→ Extracted data:
################

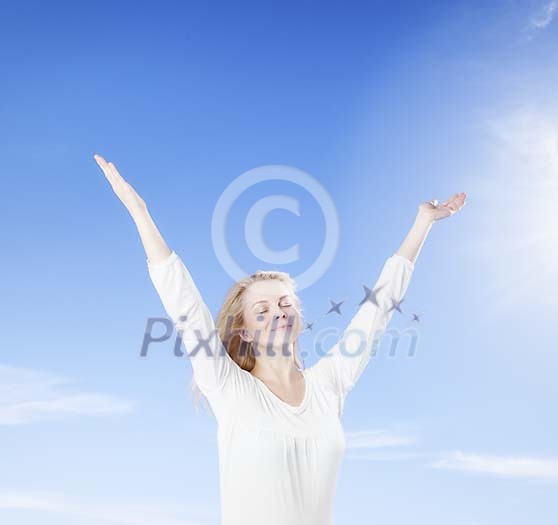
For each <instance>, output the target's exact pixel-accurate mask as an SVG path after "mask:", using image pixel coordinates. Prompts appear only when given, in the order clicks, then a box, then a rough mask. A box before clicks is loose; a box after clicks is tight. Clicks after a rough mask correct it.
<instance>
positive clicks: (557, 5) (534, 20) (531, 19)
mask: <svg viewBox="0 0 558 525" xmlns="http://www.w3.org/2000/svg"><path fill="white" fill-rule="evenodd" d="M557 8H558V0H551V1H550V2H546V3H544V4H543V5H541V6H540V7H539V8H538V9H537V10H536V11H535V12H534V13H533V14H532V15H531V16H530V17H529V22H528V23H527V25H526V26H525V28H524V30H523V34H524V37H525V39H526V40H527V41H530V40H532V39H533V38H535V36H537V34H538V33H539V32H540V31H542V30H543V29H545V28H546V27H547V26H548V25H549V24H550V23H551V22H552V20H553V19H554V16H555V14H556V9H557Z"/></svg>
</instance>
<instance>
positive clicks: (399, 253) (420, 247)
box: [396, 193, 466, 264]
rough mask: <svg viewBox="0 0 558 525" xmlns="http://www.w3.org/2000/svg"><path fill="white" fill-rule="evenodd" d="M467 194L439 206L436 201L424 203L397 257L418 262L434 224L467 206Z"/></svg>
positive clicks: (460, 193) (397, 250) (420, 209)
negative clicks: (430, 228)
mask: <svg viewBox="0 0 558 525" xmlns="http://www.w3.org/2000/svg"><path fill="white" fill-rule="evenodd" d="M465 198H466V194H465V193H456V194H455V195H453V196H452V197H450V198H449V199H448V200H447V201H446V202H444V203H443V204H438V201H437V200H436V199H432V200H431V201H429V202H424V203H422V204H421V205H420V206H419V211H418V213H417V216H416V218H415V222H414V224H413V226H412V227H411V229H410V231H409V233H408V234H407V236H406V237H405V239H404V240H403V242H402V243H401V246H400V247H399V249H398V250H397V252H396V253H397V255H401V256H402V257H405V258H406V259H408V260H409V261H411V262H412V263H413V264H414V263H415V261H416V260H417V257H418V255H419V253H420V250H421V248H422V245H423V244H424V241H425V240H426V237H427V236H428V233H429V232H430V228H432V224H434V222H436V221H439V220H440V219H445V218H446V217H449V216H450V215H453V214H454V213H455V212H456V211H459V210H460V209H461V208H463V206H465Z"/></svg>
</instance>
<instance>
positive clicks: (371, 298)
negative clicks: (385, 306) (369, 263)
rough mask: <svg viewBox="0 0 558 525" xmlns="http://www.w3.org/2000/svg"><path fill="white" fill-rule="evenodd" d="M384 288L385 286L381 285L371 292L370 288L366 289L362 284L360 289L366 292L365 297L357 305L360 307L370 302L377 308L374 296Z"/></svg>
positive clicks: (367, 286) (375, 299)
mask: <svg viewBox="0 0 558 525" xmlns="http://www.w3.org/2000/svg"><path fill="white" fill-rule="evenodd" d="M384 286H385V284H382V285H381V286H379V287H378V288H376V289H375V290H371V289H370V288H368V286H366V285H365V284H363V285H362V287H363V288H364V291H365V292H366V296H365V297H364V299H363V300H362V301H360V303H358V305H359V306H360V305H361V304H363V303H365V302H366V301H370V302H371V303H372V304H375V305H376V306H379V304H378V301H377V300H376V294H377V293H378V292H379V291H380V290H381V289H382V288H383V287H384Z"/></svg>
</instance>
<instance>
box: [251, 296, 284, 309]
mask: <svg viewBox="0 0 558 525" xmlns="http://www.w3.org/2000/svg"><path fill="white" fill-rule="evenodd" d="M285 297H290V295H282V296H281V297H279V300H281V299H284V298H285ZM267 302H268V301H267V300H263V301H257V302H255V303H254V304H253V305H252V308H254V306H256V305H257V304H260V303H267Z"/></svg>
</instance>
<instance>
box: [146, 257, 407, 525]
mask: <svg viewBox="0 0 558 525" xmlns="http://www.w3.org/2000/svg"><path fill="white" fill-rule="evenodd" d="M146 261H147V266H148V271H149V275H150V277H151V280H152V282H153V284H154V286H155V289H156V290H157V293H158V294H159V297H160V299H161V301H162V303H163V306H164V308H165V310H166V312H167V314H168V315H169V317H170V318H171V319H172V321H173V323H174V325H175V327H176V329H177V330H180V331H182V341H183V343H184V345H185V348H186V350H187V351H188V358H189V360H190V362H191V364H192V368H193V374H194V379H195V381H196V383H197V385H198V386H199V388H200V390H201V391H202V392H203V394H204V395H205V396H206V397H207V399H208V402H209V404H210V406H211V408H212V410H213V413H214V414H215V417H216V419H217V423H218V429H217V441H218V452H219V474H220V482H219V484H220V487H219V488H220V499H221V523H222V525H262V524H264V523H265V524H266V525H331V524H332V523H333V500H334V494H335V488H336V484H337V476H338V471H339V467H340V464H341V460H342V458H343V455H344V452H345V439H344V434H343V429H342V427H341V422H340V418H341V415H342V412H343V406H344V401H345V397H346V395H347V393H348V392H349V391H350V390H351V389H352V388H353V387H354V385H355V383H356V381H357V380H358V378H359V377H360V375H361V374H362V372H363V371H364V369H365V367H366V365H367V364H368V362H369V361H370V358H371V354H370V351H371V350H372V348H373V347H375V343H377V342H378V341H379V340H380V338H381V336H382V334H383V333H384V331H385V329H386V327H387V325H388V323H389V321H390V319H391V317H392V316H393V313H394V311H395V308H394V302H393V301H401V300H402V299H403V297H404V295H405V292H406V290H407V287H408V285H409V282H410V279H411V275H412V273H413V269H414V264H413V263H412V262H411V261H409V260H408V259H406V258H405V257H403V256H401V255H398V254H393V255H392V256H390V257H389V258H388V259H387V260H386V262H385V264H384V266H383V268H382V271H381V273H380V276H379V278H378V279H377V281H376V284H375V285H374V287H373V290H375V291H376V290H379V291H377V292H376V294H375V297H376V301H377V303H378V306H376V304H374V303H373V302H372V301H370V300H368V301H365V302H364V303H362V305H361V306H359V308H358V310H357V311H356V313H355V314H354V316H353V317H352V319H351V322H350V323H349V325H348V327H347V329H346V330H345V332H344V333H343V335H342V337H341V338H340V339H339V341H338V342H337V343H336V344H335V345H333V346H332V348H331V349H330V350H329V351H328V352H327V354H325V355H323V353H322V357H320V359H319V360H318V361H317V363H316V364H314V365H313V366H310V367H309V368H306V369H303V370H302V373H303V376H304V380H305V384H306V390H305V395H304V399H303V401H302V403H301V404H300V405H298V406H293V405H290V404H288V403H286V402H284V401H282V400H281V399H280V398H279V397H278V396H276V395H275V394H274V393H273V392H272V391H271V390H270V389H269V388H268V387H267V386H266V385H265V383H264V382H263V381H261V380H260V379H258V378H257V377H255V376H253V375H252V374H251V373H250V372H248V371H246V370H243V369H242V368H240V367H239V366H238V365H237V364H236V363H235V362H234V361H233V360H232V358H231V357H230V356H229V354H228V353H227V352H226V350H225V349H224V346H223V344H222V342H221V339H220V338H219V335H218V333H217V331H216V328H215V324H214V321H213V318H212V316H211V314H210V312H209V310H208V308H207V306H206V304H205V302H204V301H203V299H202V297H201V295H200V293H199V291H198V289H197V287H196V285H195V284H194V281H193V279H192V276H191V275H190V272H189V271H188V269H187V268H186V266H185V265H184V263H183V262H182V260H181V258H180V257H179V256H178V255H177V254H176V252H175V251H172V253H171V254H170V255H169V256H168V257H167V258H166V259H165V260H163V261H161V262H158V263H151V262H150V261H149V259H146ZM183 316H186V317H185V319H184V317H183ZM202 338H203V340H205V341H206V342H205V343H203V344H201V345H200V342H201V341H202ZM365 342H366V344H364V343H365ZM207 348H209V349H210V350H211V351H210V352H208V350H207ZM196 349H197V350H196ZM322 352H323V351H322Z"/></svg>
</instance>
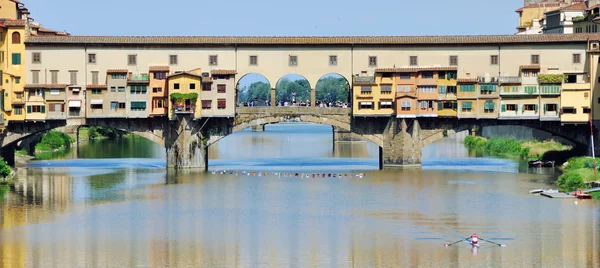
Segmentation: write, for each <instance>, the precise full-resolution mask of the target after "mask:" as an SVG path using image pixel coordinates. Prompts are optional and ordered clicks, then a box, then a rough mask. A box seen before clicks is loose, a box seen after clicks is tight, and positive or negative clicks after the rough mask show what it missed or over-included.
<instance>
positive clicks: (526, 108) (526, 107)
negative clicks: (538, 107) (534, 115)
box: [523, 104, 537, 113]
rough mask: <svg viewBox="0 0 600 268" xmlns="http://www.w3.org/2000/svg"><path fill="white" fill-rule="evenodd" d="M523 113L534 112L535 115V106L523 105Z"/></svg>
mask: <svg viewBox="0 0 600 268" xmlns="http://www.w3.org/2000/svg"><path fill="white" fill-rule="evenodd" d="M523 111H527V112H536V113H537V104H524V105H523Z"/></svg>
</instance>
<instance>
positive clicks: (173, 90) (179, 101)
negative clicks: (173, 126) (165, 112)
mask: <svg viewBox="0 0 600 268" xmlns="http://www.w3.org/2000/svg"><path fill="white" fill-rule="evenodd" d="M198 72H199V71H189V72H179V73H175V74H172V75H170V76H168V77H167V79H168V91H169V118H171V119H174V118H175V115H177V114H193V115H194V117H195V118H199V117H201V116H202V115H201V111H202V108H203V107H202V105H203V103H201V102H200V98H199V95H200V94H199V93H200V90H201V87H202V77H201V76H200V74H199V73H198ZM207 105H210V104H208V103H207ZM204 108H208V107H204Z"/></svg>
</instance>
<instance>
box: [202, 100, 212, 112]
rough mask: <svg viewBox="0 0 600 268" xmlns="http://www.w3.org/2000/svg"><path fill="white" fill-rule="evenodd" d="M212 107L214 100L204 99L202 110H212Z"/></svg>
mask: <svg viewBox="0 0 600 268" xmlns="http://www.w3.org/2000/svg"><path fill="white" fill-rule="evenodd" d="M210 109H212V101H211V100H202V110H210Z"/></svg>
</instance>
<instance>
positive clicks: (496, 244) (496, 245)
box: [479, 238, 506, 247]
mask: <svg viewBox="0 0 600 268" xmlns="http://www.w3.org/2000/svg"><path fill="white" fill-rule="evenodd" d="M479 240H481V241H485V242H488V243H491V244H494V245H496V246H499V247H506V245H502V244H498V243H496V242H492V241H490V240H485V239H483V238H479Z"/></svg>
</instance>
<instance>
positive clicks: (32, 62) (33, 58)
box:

################

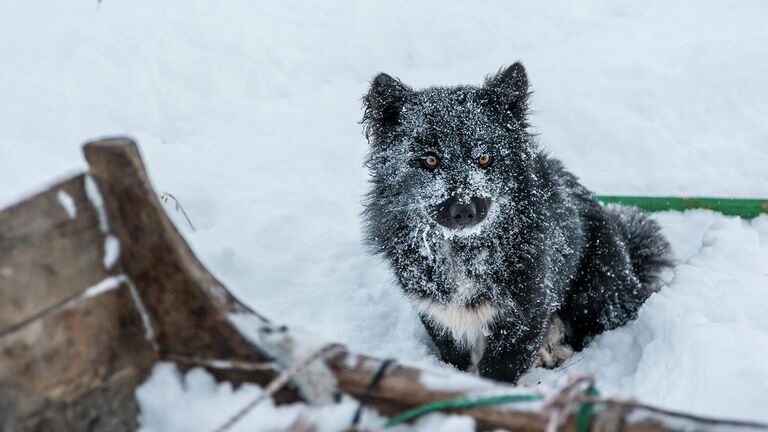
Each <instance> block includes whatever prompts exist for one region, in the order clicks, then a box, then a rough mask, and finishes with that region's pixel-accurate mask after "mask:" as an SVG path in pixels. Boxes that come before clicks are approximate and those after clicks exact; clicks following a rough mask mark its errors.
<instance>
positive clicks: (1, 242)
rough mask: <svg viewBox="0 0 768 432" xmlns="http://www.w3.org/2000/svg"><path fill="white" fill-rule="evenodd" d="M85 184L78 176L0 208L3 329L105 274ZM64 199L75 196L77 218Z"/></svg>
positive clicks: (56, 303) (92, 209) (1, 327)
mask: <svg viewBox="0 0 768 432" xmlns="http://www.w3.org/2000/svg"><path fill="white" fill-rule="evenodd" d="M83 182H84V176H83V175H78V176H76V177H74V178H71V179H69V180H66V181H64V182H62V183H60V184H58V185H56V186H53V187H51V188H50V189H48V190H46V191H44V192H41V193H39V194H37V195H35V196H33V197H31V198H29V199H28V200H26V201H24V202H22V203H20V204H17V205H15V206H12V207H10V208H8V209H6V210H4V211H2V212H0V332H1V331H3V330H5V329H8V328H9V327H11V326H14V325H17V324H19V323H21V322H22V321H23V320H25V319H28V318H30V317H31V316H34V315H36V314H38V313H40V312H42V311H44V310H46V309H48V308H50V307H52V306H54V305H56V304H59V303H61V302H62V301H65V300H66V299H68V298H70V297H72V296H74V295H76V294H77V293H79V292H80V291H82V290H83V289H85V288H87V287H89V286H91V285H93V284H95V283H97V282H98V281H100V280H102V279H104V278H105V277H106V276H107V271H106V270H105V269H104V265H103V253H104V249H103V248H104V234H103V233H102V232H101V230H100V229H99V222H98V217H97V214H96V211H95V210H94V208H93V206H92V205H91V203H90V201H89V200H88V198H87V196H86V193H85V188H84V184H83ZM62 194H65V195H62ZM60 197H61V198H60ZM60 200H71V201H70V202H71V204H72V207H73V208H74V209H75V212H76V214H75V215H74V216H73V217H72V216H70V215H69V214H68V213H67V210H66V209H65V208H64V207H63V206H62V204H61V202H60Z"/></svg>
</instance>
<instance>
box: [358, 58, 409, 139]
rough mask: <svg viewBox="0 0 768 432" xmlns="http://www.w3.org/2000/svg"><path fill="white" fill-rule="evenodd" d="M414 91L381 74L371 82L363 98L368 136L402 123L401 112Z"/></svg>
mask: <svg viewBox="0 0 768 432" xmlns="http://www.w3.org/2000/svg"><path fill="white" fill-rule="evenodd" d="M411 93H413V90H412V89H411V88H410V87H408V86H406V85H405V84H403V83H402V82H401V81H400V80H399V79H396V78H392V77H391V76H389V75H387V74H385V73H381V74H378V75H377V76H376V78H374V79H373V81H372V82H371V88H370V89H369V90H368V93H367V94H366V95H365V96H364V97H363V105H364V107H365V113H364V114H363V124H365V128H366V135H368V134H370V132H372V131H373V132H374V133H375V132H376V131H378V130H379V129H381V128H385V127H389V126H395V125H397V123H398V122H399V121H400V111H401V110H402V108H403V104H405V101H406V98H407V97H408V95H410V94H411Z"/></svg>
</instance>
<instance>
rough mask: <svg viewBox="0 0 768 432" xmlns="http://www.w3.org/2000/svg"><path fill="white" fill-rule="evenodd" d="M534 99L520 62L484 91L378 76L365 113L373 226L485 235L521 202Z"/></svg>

################

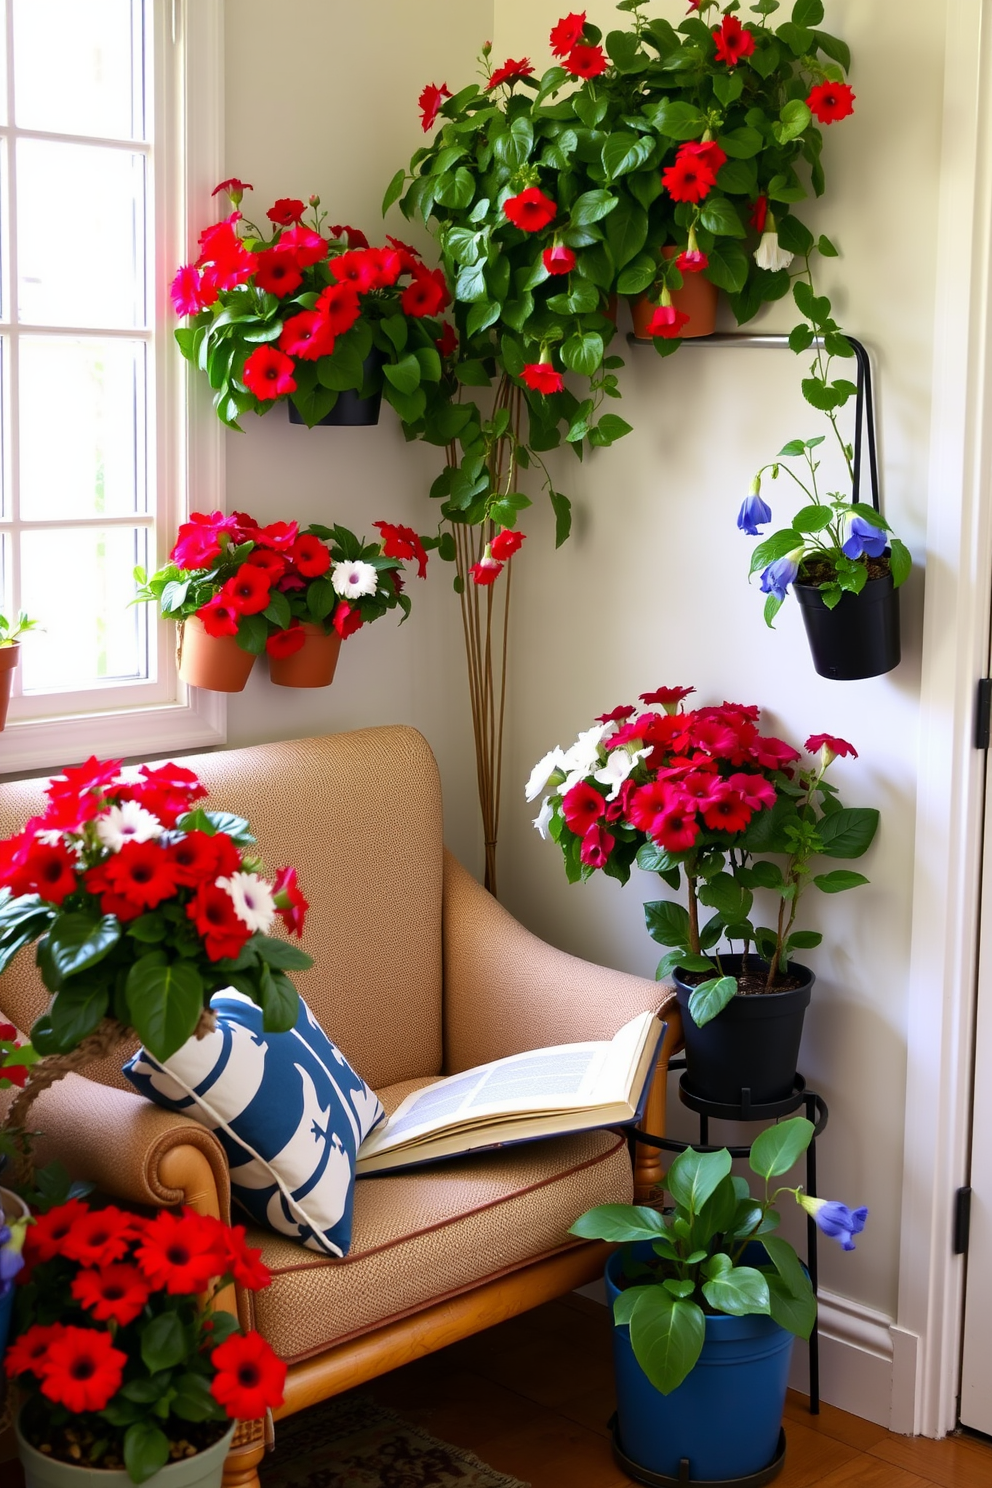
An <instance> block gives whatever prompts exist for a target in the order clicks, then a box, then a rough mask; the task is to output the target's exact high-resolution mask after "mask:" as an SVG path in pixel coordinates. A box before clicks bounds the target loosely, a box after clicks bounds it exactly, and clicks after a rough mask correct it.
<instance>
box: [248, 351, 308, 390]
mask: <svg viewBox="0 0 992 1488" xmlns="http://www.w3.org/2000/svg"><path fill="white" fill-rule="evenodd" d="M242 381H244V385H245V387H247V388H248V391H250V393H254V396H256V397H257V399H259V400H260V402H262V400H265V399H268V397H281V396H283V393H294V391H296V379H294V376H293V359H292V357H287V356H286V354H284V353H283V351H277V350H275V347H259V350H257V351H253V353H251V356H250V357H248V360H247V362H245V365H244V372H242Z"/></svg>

################

→ Exercise: Convert the lines from the one containing "For each <instance>, output" through the one containing "positive clicks: (557, 5) (534, 20) (531, 19)" into a Markdown table with the columns No. and Line. Number each line and omit any blank lines.

→ Solution to this problem:
| No. | Line |
|---|---|
| 1 | For each <instance>, output the target's exact pixel-accurate mask as an SVG path after "mask:", using image pixel coordinates. Prompts appear only when given, in the order clicks, then a box, then a rough mask. A box before clicks is loose; a box after clicks is tight. Clicks after a rough mask correct it. |
| 2 | <instance> |
| 3 | positive clicks: (557, 5) (534, 20) (531, 19) |